Task requirements -> Each line from the line that includes "point: the background tree in this photo" through the end of the material below must be transcribed exactly, with no other lines.
-------- Given information
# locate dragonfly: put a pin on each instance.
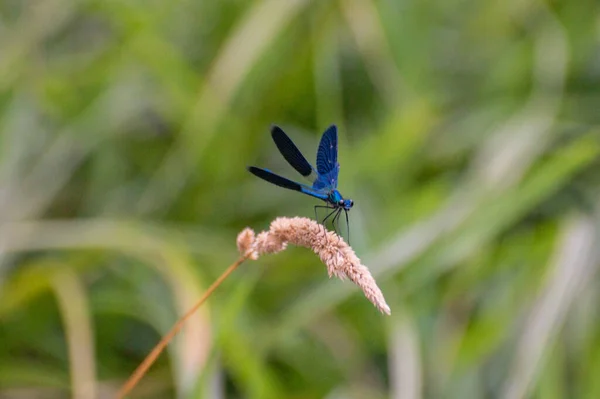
(324, 178)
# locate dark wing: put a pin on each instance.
(291, 153)
(280, 181)
(327, 164)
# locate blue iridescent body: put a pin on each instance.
(324, 178)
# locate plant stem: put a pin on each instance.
(157, 350)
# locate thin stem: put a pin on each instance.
(153, 355)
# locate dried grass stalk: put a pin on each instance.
(335, 253)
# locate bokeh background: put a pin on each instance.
(469, 141)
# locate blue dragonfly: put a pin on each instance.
(324, 178)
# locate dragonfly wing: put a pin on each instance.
(292, 154)
(280, 181)
(327, 164)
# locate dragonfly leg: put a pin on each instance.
(317, 218)
(336, 220)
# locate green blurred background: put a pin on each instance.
(469, 141)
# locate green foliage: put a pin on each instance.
(469, 141)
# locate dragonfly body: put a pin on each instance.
(324, 178)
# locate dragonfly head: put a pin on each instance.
(346, 204)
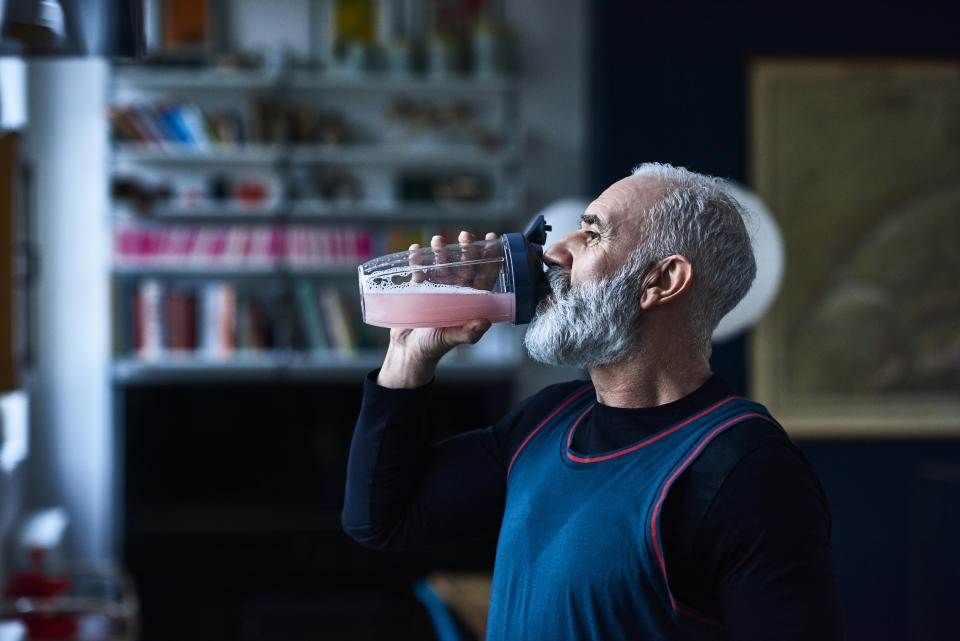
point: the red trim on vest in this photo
(544, 422)
(663, 495)
(655, 437)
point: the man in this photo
(646, 503)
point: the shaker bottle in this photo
(500, 279)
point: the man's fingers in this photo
(440, 275)
(468, 251)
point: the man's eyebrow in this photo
(591, 219)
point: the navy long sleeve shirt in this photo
(746, 527)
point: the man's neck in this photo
(650, 378)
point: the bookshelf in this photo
(242, 202)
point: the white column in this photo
(71, 459)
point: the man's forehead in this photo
(624, 200)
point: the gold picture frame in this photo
(859, 161)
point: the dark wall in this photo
(669, 84)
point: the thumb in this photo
(468, 333)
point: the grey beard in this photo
(587, 325)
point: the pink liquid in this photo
(429, 309)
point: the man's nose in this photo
(559, 253)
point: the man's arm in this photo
(766, 543)
(401, 491)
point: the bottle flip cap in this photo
(526, 257)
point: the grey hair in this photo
(697, 218)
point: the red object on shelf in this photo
(36, 584)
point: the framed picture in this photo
(859, 161)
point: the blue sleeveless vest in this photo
(579, 554)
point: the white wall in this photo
(71, 449)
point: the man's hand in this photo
(413, 354)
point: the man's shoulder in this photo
(533, 409)
(754, 443)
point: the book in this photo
(337, 321)
(309, 314)
(148, 320)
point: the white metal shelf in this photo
(229, 272)
(352, 154)
(290, 366)
(316, 211)
(173, 79)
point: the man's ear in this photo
(666, 281)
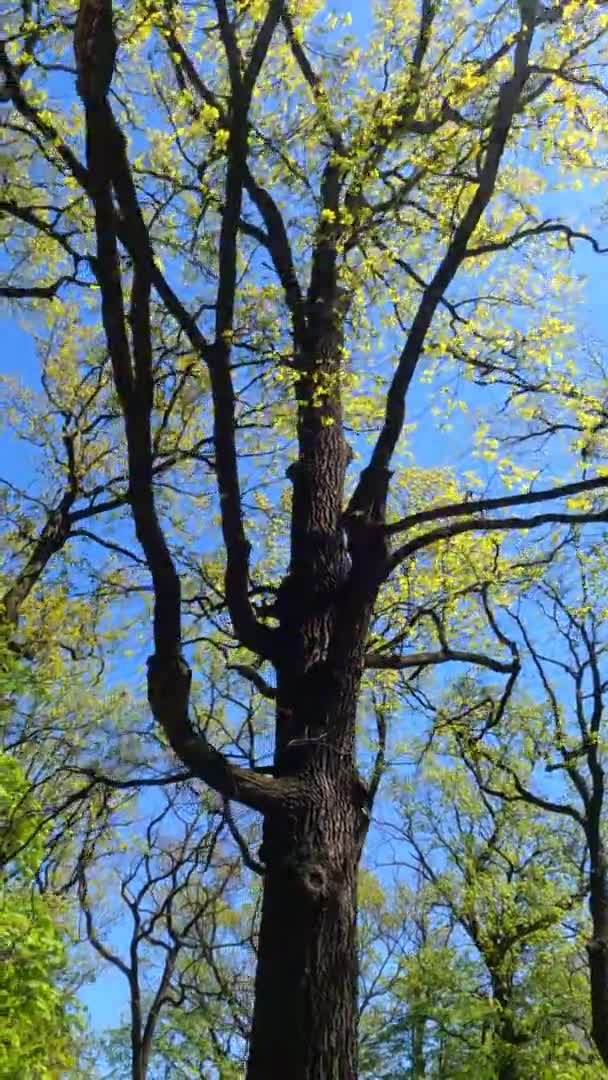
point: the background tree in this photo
(242, 264)
(40, 1034)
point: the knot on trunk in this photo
(169, 688)
(597, 949)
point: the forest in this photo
(304, 501)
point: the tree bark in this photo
(305, 1020)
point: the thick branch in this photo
(480, 505)
(489, 525)
(381, 662)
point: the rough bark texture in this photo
(305, 1022)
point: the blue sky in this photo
(107, 996)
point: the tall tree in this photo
(259, 208)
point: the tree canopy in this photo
(315, 457)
----------------
Solution to this exercise ->
point: the background tree in this photo
(242, 264)
(40, 1034)
point: the knot on trunk in this photo
(169, 688)
(597, 949)
point: the forest in this photo
(304, 501)
point: the tree bark in this photo
(305, 1020)
point: the thick branch in this photo
(480, 505)
(489, 525)
(381, 662)
point: the rough bark texture in this photo
(305, 1022)
point: the blue sky in this photo
(107, 996)
point: the tall tree in this photo
(259, 208)
point: the tree canopy in this photo
(315, 457)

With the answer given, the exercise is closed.